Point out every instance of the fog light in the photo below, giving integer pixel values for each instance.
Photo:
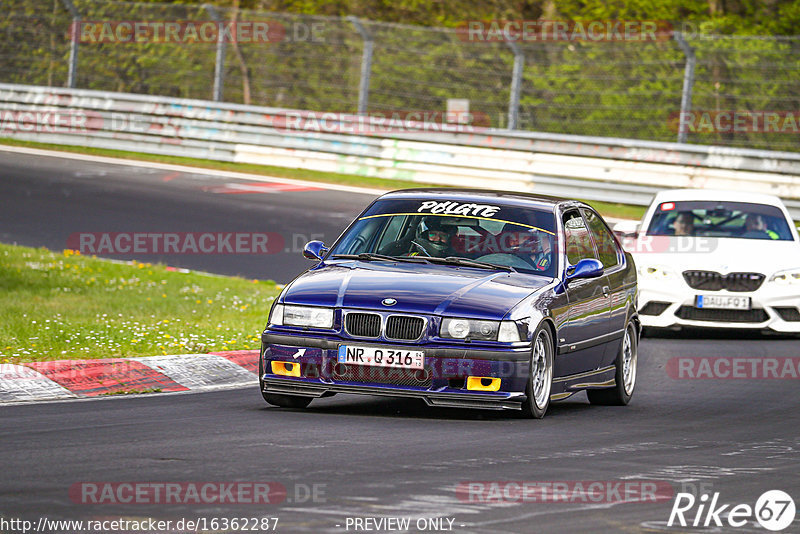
(483, 383)
(286, 368)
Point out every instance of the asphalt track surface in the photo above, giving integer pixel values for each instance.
(369, 457)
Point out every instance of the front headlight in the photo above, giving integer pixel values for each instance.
(283, 315)
(787, 277)
(454, 328)
(655, 272)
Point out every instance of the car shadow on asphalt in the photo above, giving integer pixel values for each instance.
(715, 333)
(356, 406)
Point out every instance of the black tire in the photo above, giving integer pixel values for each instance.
(540, 375)
(287, 401)
(625, 376)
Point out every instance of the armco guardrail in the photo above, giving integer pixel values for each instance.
(594, 168)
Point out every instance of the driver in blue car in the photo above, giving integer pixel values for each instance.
(533, 246)
(432, 238)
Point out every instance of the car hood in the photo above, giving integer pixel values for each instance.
(722, 255)
(427, 289)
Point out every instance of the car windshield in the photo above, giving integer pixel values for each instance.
(741, 220)
(512, 237)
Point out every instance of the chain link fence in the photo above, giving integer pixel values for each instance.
(629, 89)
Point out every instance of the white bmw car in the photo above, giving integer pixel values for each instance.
(717, 259)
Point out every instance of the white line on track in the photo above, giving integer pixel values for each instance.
(192, 170)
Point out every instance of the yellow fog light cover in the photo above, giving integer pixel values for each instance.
(483, 383)
(286, 368)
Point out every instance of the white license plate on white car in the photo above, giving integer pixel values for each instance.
(722, 302)
(381, 357)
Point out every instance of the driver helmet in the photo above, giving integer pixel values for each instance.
(435, 236)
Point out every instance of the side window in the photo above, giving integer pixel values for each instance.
(392, 231)
(606, 246)
(577, 238)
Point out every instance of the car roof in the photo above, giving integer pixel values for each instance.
(715, 194)
(483, 195)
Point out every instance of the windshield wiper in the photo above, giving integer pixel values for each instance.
(466, 262)
(371, 256)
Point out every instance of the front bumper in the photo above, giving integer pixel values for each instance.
(443, 382)
(671, 304)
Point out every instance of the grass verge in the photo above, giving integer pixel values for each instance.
(607, 209)
(67, 306)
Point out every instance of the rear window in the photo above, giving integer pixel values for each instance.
(740, 220)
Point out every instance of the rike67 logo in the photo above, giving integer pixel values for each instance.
(774, 510)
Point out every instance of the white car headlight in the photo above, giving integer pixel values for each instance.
(454, 328)
(787, 277)
(656, 272)
(283, 315)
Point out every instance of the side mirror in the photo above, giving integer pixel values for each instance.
(586, 268)
(315, 250)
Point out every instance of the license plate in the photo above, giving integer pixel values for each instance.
(381, 357)
(723, 302)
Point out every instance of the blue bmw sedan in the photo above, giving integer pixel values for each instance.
(461, 298)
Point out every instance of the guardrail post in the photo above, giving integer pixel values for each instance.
(219, 61)
(688, 84)
(366, 65)
(516, 85)
(74, 37)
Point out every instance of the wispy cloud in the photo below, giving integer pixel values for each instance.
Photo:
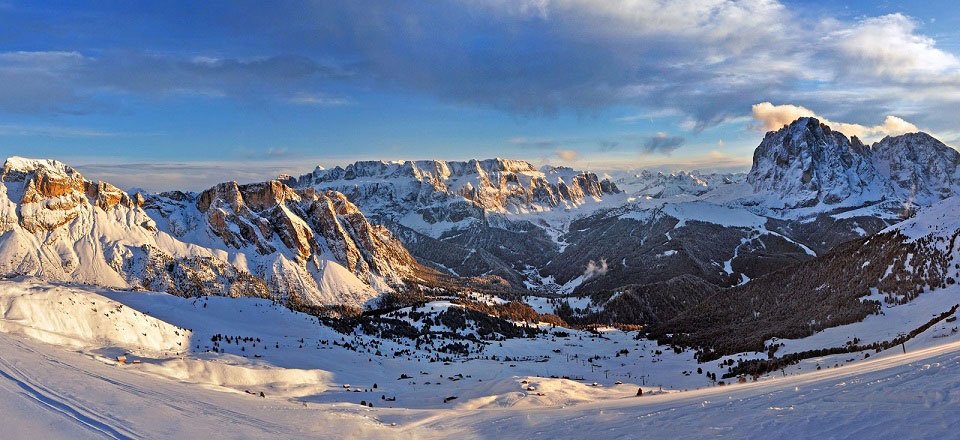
(773, 117)
(662, 143)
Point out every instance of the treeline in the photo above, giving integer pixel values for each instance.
(755, 367)
(800, 300)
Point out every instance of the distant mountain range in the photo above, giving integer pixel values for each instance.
(650, 248)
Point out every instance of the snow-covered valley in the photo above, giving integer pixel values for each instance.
(60, 373)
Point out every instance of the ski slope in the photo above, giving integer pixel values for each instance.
(59, 379)
(54, 393)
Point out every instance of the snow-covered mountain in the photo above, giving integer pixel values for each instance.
(447, 193)
(304, 247)
(681, 183)
(808, 165)
(919, 168)
(845, 285)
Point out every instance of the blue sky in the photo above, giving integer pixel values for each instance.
(183, 94)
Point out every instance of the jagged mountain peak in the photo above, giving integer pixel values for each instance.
(806, 164)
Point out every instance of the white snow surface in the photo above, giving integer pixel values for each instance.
(59, 378)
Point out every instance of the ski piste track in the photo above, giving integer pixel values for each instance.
(926, 378)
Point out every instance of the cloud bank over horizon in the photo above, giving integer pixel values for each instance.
(623, 83)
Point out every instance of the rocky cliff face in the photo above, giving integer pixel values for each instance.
(806, 164)
(306, 247)
(443, 191)
(918, 167)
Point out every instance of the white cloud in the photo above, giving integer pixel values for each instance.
(566, 155)
(773, 117)
(318, 100)
(595, 269)
(889, 47)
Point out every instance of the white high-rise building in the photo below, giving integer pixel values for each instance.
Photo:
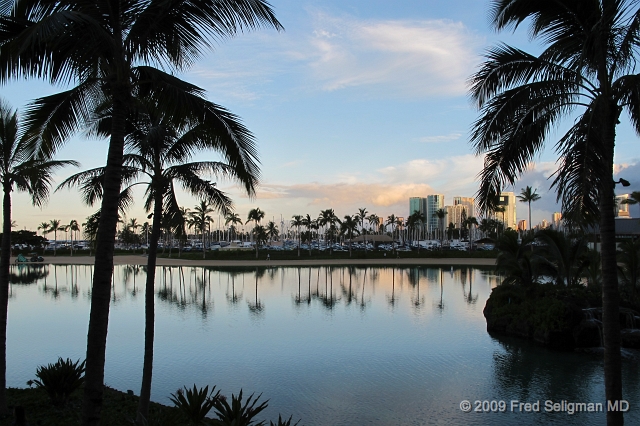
(434, 203)
(508, 201)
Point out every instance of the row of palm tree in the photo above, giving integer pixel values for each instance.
(116, 53)
(586, 70)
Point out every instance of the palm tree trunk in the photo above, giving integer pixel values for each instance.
(5, 259)
(149, 314)
(103, 270)
(610, 291)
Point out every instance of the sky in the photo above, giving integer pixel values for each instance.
(356, 104)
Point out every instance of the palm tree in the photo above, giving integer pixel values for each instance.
(107, 47)
(158, 154)
(528, 195)
(91, 230)
(629, 260)
(297, 221)
(200, 219)
(233, 219)
(374, 221)
(391, 220)
(414, 221)
(255, 215)
(471, 221)
(307, 222)
(587, 69)
(441, 213)
(19, 170)
(348, 228)
(72, 227)
(44, 227)
(54, 226)
(272, 231)
(360, 217)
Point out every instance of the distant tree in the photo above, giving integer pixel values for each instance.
(441, 213)
(349, 228)
(272, 231)
(297, 222)
(255, 215)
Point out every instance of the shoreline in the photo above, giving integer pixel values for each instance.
(163, 261)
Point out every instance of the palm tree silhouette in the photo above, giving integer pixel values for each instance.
(586, 69)
(22, 171)
(348, 228)
(441, 213)
(528, 195)
(108, 48)
(158, 150)
(297, 221)
(200, 219)
(72, 227)
(54, 226)
(233, 219)
(255, 215)
(360, 217)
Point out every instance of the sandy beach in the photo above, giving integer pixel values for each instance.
(142, 260)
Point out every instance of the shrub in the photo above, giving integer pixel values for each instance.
(239, 414)
(59, 380)
(282, 422)
(195, 403)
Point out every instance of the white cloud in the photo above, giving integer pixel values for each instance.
(383, 58)
(440, 138)
(401, 58)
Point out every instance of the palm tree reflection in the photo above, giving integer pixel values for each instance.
(256, 307)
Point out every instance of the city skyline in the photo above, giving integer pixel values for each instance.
(356, 104)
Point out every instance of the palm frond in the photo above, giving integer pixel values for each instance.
(177, 35)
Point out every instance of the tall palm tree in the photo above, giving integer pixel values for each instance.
(21, 171)
(328, 219)
(441, 213)
(391, 220)
(201, 220)
(157, 156)
(233, 219)
(307, 222)
(272, 231)
(360, 217)
(297, 221)
(54, 226)
(349, 228)
(587, 69)
(374, 221)
(528, 195)
(255, 215)
(471, 222)
(72, 227)
(44, 227)
(108, 47)
(91, 230)
(414, 221)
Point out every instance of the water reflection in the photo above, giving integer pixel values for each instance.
(330, 345)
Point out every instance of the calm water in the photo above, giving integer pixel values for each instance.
(330, 345)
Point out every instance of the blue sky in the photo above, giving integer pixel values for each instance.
(356, 104)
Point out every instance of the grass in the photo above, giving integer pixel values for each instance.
(118, 408)
(290, 255)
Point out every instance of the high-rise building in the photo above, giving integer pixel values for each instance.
(468, 203)
(418, 204)
(623, 209)
(434, 203)
(508, 201)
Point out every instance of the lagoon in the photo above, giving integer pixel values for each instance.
(328, 345)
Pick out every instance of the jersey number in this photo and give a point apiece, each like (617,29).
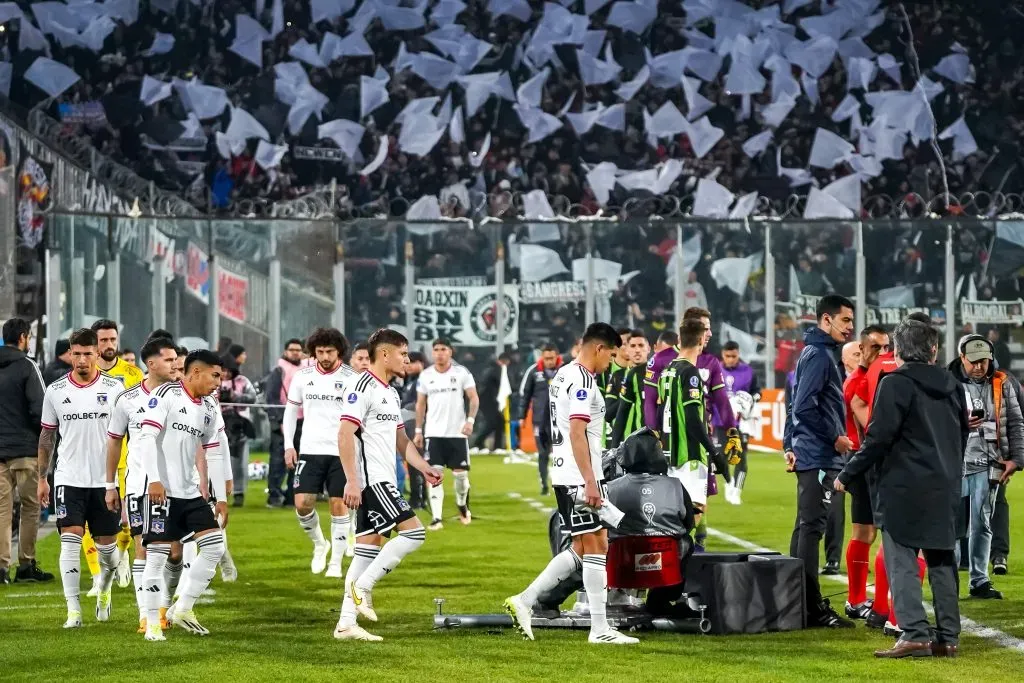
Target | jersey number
(556,435)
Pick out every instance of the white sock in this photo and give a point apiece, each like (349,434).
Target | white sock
(391,554)
(137,567)
(461,488)
(70,563)
(172,574)
(339,538)
(437,501)
(310,524)
(365,556)
(558,569)
(110,557)
(153,580)
(595,581)
(211,549)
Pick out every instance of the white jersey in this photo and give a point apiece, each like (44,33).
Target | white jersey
(126,419)
(445,394)
(320,395)
(375,409)
(173,428)
(574,395)
(79,413)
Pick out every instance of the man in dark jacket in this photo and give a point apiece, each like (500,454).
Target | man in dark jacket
(534,391)
(20,411)
(60,365)
(914,444)
(815,441)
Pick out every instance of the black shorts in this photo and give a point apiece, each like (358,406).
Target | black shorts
(85,507)
(383,508)
(450,453)
(176,519)
(861,509)
(576,521)
(312,472)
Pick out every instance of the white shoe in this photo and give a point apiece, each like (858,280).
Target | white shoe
(124,569)
(364,603)
(522,615)
(154,633)
(321,553)
(611,637)
(103,606)
(187,621)
(354,632)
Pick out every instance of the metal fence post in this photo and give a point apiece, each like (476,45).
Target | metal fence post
(769,310)
(339,276)
(273,336)
(950,340)
(860,286)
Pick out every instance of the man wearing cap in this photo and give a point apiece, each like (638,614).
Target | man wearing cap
(994,450)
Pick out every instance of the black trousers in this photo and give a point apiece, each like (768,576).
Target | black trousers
(814,500)
(1000,524)
(489,423)
(836,528)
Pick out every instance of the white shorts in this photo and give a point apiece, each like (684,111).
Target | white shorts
(693,475)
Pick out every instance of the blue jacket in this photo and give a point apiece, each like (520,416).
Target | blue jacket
(817,414)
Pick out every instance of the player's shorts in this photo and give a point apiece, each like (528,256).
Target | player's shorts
(577,518)
(313,471)
(693,475)
(176,519)
(78,507)
(860,489)
(446,452)
(383,508)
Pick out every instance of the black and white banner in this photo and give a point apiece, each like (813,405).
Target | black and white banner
(465,315)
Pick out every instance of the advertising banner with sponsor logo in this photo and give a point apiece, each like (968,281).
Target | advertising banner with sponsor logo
(233,288)
(466,315)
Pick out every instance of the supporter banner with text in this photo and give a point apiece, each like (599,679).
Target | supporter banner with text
(233,294)
(466,315)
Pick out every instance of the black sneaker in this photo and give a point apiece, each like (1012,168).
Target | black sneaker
(31,573)
(859,611)
(827,619)
(986,592)
(876,620)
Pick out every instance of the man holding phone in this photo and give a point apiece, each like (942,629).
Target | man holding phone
(994,450)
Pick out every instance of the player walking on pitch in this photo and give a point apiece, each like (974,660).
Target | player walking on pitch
(442,392)
(577,413)
(372,417)
(179,419)
(77,408)
(317,391)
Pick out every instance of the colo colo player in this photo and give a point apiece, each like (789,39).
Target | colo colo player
(126,420)
(180,419)
(577,413)
(371,418)
(77,408)
(743,389)
(442,392)
(317,391)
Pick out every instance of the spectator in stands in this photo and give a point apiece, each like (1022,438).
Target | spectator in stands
(276,386)
(60,365)
(20,412)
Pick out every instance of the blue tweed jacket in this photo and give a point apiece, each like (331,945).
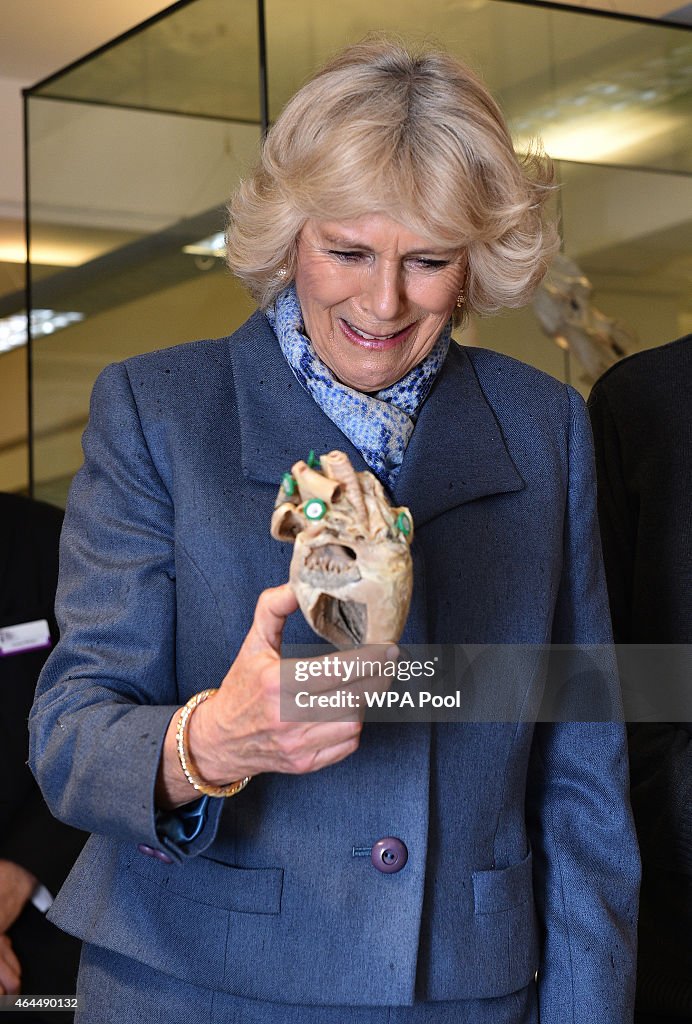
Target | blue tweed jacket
(522,856)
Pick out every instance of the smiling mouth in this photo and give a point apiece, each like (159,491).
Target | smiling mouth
(380,341)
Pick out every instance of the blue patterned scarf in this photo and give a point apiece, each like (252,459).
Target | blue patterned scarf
(378,425)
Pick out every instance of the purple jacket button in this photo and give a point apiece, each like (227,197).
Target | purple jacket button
(389,855)
(148,851)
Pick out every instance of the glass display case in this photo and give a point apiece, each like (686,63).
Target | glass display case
(133,152)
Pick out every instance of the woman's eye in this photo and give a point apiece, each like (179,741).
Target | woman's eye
(431,264)
(345,256)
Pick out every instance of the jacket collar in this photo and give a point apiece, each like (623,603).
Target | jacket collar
(457,453)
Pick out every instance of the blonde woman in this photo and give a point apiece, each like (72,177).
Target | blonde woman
(332,870)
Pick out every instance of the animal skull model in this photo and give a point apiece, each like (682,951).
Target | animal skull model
(563,307)
(351,567)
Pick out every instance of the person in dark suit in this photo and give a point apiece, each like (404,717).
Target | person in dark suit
(642,418)
(246,867)
(36,850)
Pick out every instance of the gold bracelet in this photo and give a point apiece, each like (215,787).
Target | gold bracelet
(186,762)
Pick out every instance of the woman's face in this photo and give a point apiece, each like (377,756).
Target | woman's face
(375,296)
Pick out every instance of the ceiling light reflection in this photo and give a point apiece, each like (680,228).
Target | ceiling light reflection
(43,322)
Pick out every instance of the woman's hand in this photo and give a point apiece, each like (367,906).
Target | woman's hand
(10,972)
(239,731)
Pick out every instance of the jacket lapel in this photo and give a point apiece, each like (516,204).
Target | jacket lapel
(457,453)
(278,421)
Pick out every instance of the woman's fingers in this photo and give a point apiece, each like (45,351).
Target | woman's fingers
(273,607)
(10,971)
(257,721)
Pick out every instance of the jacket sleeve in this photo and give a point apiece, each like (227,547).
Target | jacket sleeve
(109,689)
(587,862)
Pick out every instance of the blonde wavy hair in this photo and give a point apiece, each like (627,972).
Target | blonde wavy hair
(416,136)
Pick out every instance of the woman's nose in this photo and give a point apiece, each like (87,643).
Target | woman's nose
(384,293)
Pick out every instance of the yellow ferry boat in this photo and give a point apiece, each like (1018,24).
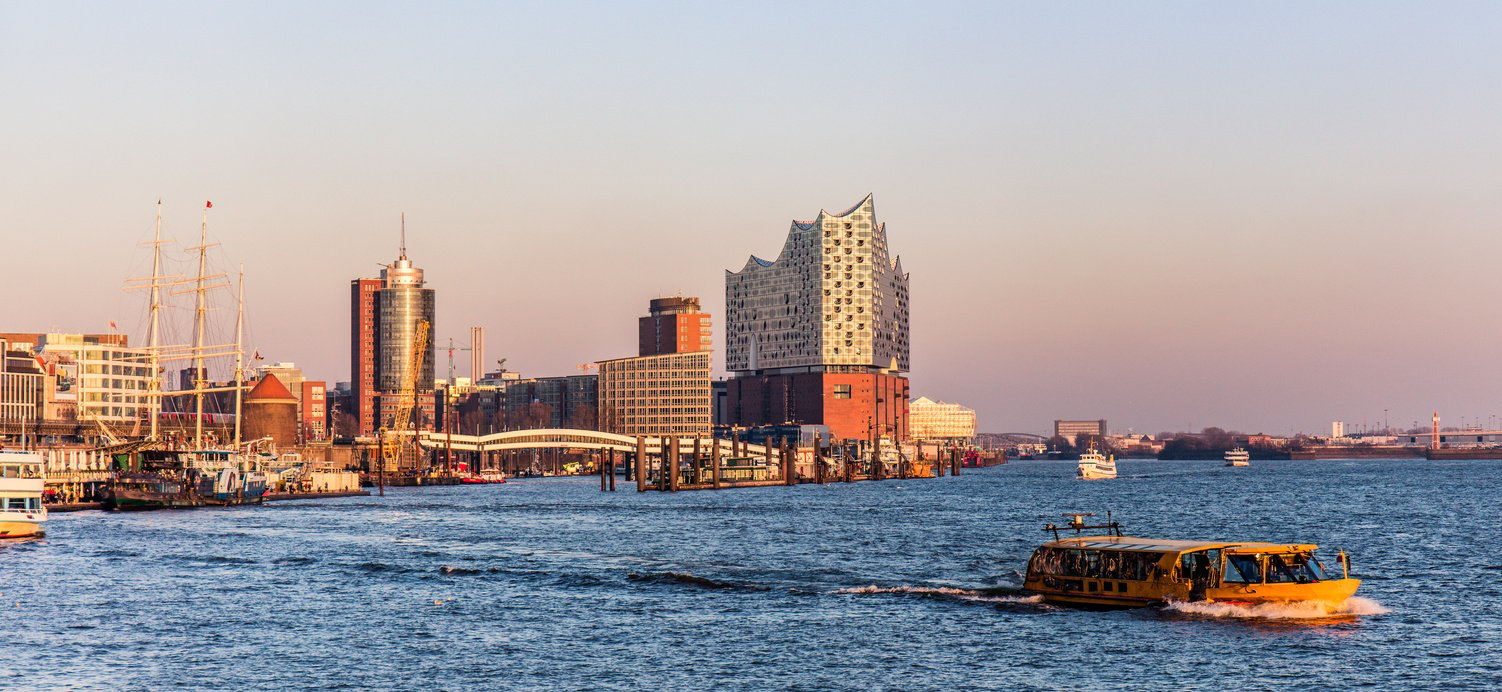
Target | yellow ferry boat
(1121,571)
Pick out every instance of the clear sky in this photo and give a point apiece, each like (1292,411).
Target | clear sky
(1262,216)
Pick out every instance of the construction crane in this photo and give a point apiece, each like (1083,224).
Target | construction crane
(407,397)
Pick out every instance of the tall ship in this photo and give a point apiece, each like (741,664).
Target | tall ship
(1128,572)
(21,481)
(188,469)
(1095,466)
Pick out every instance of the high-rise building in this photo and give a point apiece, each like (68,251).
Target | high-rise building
(819,336)
(673,324)
(383,321)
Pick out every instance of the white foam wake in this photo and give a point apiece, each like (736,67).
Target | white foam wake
(1296,610)
(948,592)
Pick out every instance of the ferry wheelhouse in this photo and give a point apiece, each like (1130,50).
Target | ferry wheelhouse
(21,484)
(1121,571)
(1095,466)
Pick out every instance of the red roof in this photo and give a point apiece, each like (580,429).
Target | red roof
(269,391)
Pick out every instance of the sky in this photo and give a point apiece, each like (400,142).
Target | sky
(1260,216)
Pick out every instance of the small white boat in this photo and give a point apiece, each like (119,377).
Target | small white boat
(1095,466)
(21,484)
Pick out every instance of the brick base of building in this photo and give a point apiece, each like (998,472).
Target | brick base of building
(853,404)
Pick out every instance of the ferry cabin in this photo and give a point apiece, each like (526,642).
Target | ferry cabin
(1122,571)
(21,484)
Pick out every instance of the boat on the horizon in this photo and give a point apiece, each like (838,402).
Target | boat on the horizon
(1094,466)
(21,485)
(1130,572)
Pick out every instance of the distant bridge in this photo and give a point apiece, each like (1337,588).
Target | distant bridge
(580,439)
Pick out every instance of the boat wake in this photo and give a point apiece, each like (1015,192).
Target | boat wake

################

(Required task) From the "Pick out every instance of the tall" line to the close of the listing, restate each line word for word.

(Full solution)
Pick out every instance of the tall ship in this photo and give a point apiece, each like (741,664).
Target | tall ship
(1128,572)
(21,481)
(188,469)
(1095,466)
Pick out every instance of the high-rise building in this photo and give a point apiece, each like (68,251).
Target | high-rise building
(819,336)
(673,324)
(383,321)
Pick out every instance of the white foam wake in this photo and give a point apiece, each like (736,67).
Target | white foam wake
(1296,610)
(948,592)
Pick out every instance of the ferry wheelhouse in this photo and give a point apiece, each like (1130,50).
Target | ferry wheelhouse
(21,484)
(1121,571)
(1095,466)
Pick out every instance of the red roof in this photo and give a point apiece, each like (580,429).
Target | red roof
(269,391)
Pick out every instance of the sky in this photo and give a point apiece, each like (400,142).
Target | sky
(1260,216)
Pick out every instance of the small white boat in this photo and give a point apiece, each like (119,377).
Target | small white boat
(1095,466)
(21,484)
Pick out every instance of the brick base of building in this photo and give a point apiece, each like (998,472).
Target | brick base of building
(853,404)
Pick out every instance of the ferry cabin in this photo and give a point apiece, each like (526,642).
Target | ferry cabin
(1122,571)
(21,484)
Pick out every instance of the boat on the horizon in this photo and give a point apiece, each like (838,402).
Target | boat on the horizon
(1094,466)
(21,485)
(1130,572)
Pick out every instance of the distant bridge in this photo and give a point apiece, each like (1337,588).
Target | distant bridge
(580,439)
Pick out every instance of the boat wake in this photo and give a point apiece, each like (1015,192).
Target | boat wake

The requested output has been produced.